DO THIS = Output all of the records exactly as written.

(Records from a dataset)
————
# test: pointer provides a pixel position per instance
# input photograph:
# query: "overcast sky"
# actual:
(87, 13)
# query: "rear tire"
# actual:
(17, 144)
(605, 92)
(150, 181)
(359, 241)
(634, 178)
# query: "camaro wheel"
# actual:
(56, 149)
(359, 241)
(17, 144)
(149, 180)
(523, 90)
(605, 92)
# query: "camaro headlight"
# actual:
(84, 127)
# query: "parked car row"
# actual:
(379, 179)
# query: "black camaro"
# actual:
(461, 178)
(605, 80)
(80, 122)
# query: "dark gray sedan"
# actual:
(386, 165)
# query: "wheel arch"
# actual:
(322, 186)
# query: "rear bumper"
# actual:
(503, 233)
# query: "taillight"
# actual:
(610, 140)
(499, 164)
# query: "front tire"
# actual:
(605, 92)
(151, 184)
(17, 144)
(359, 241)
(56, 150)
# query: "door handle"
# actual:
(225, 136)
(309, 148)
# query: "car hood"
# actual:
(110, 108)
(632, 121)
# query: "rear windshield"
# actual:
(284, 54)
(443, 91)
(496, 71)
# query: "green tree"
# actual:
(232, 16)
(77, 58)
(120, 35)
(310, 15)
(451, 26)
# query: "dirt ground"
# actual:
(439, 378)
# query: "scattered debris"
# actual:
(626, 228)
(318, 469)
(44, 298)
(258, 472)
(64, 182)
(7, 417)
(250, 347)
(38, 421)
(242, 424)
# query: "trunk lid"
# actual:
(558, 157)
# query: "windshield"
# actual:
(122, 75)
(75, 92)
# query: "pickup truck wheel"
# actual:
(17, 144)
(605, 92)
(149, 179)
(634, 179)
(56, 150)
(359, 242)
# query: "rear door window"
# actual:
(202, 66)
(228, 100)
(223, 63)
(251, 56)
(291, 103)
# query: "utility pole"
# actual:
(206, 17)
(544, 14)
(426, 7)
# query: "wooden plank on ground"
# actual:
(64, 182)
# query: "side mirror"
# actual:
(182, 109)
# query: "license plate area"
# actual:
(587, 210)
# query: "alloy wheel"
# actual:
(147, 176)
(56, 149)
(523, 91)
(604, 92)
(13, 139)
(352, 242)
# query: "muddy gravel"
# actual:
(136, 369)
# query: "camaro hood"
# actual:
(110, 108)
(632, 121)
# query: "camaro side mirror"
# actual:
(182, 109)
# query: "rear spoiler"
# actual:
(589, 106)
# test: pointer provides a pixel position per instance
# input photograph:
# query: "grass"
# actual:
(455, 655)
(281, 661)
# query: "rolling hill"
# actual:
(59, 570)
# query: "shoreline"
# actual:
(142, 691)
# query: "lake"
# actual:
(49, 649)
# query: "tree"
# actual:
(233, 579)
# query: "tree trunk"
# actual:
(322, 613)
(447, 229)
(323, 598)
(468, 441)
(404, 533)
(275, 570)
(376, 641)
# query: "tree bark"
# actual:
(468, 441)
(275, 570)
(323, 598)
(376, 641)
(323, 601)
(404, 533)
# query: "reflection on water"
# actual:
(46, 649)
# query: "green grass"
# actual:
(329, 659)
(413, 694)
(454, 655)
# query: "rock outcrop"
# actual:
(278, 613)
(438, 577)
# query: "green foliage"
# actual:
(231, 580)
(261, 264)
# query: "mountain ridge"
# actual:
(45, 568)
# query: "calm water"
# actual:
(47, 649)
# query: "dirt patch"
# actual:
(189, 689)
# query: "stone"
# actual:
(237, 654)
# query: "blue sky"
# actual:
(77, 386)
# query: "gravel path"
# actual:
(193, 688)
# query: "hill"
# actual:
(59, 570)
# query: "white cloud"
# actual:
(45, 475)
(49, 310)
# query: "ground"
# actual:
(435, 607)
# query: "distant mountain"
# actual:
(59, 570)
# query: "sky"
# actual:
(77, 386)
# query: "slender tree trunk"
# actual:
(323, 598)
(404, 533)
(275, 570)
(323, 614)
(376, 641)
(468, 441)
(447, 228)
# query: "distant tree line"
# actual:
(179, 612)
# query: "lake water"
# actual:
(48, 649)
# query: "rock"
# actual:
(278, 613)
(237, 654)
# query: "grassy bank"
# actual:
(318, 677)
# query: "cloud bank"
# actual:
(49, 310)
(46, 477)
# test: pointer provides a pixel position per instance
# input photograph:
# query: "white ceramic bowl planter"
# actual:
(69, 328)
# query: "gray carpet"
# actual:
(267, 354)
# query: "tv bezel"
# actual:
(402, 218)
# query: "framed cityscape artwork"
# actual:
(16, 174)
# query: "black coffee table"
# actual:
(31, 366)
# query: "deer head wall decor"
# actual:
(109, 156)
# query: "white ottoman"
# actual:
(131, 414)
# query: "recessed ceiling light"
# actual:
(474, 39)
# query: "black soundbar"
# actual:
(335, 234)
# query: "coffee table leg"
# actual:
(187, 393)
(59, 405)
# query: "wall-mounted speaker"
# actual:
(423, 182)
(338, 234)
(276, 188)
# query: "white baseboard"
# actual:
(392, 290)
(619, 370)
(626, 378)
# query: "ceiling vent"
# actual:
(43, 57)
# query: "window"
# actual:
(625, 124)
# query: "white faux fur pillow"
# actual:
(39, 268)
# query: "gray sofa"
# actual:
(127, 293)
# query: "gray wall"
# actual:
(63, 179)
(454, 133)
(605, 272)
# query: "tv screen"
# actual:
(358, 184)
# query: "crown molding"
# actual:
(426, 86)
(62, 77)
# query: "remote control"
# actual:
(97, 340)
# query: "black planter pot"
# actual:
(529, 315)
————
EXERCISE RESPONSE =
# test: pointer provides a pixel position per instance
# input photograph:
# query: "overcast sky"
# actual:
(87, 13)
# query: "rear tire"
# actual:
(17, 144)
(605, 92)
(150, 181)
(359, 241)
(634, 178)
# query: "camaro wheel"
# actual:
(56, 149)
(359, 241)
(17, 144)
(149, 180)
(523, 90)
(605, 92)
# query: "camaro headlight"
# actual:
(84, 127)
# query: "parked car row"
# actual:
(379, 179)
# query: "black camaro"
# actual:
(461, 178)
(605, 80)
(80, 122)
# query: "dark gray sedan"
# actual:
(386, 165)
# query: "wheel arch"
# actual:
(322, 186)
# query: "rear bumper"
# actual:
(503, 233)
# query: "taillight"
# actual:
(610, 140)
(499, 164)
# query: "front tire"
# actual:
(605, 92)
(151, 184)
(17, 144)
(359, 241)
(56, 150)
# query: "door handle"
# actual:
(225, 136)
(309, 148)
# query: "car hood"
# actual:
(110, 108)
(632, 121)
# query: "rear windshield"
# actual:
(284, 54)
(443, 91)
(496, 71)
# query: "green tree"
# actual:
(232, 16)
(77, 58)
(120, 35)
(310, 15)
(451, 26)
# query: "dirt ground"
# actual:
(439, 378)
# query: "scattered debris"
# actual:
(626, 228)
(318, 469)
(44, 298)
(258, 472)
(64, 182)
(7, 417)
(250, 347)
(38, 421)
(242, 424)
# query: "trunk lid"
# actual:
(558, 157)
# query: "windshield"
# actual:
(122, 75)
(75, 92)
# query: "pickup truck wheel"
# actual:
(17, 144)
(605, 92)
(149, 179)
(634, 179)
(56, 150)
(359, 242)
# query: "rear door window"
# actual:
(202, 66)
(228, 100)
(223, 63)
(251, 56)
(291, 103)
# query: "utility pole"
# actual:
(206, 17)
(544, 14)
(426, 7)
# query: "wooden plank on ground"
# actual:
(64, 182)
# query: "side mirror"
# actual:
(182, 109)
# query: "license plate area"
# actual:
(587, 210)
# query: "alloy wheel"
# actual:
(147, 176)
(56, 149)
(523, 91)
(604, 92)
(13, 139)
(352, 242)
# query: "muddy gravel"
# actual:
(136, 369)
# query: "camaro hood"
# actual:
(110, 108)
(632, 121)
# query: "camaro side mirror"
# actual:
(182, 109)
# query: "rear spoiler"
# actual:
(589, 106)
# test: pointer provides a pixel position per instance
# input photograph:
# query: "grass"
# actual:
(455, 655)
(281, 661)
# query: "rolling hill"
# actual:
(59, 570)
# query: "shoreline"
# actual:
(142, 691)
# query: "lake"
# actual:
(49, 649)
# query: "tree"
# actual:
(233, 579)
# query: "tree trunk"
# actual:
(322, 613)
(447, 229)
(323, 598)
(468, 441)
(404, 533)
(275, 570)
(376, 641)
# query: "tree bark"
# actual:
(468, 441)
(275, 570)
(323, 598)
(376, 641)
(323, 601)
(404, 533)
# query: "reflection on water"
# actual:
(46, 649)
# query: "green grass"
# actual:
(329, 659)
(413, 694)
(454, 655)
# query: "rock outcrop"
# actual:
(278, 613)
(438, 577)
# query: "green foliage"
# actual:
(231, 580)
(261, 264)
# query: "mountain ridge"
# actual:
(45, 568)
# query: "calm water"
# actual:
(47, 649)
# query: "dirt patch"
# actual:
(189, 689)
# query: "stone"
# actual:
(237, 654)
# query: "blue sky"
# actual:
(77, 386)
# query: "gravel path"
# actual:
(193, 688)
# query: "hill"
# actual:
(59, 570)
# query: "white cloud"
# actual:
(45, 475)
(49, 310)
# query: "ground"
# actual:
(435, 607)
# query: "distant mountain"
# actual:
(59, 570)
# query: "sky"
# actual:
(77, 386)
# query: "slender tree trunk"
# actual:
(323, 598)
(404, 533)
(275, 570)
(323, 614)
(376, 641)
(468, 441)
(447, 228)
# query: "distant tree line"
# actual:
(179, 612)
# query: "lake water"
# actual:
(48, 649)
# query: "rock"
# actual:
(278, 613)
(237, 654)
# query: "grassy bank"
# actual:
(318, 677)
# query: "cloud bank"
# actual:
(49, 310)
(46, 477)
# test: pointer provides a pixel position per instance
# input photograph:
# query: "white ceramic bowl planter"
# actual:
(69, 328)
# query: "gray carpet"
# actual:
(267, 354)
# query: "tv bezel"
# actual:
(402, 218)
# query: "framed cityscape artwork"
# actual:
(16, 174)
# query: "black coffee table"
# actual:
(31, 366)
# query: "deer head wall decor"
# actual:
(109, 156)
# query: "white ottoman"
# actual:
(131, 414)
# query: "recessed ceiling light"
# actual:
(474, 39)
# query: "black soundbar"
# actual:
(335, 234)
# query: "coffee table leg"
# actual:
(187, 393)
(59, 405)
# query: "wall-mounted speaker"
# actual:
(423, 182)
(338, 234)
(276, 188)
# query: "white baseboard"
# actual:
(392, 290)
(619, 370)
(626, 378)
# query: "ceiling vent"
# actual:
(43, 57)
# query: "window"
# actual:
(625, 124)
# query: "white faux fur pillow"
# actual:
(39, 268)
# query: "gray sofa"
# actual:
(127, 293)
# query: "gray wall"
# actual:
(63, 179)
(454, 133)
(605, 272)
# query: "tv screen"
# actual:
(358, 184)
# query: "crown molding"
# actual:
(426, 86)
(62, 77)
# query: "remote control"
# actual:
(97, 340)
# query: "black planter pot"
# actual:
(529, 315)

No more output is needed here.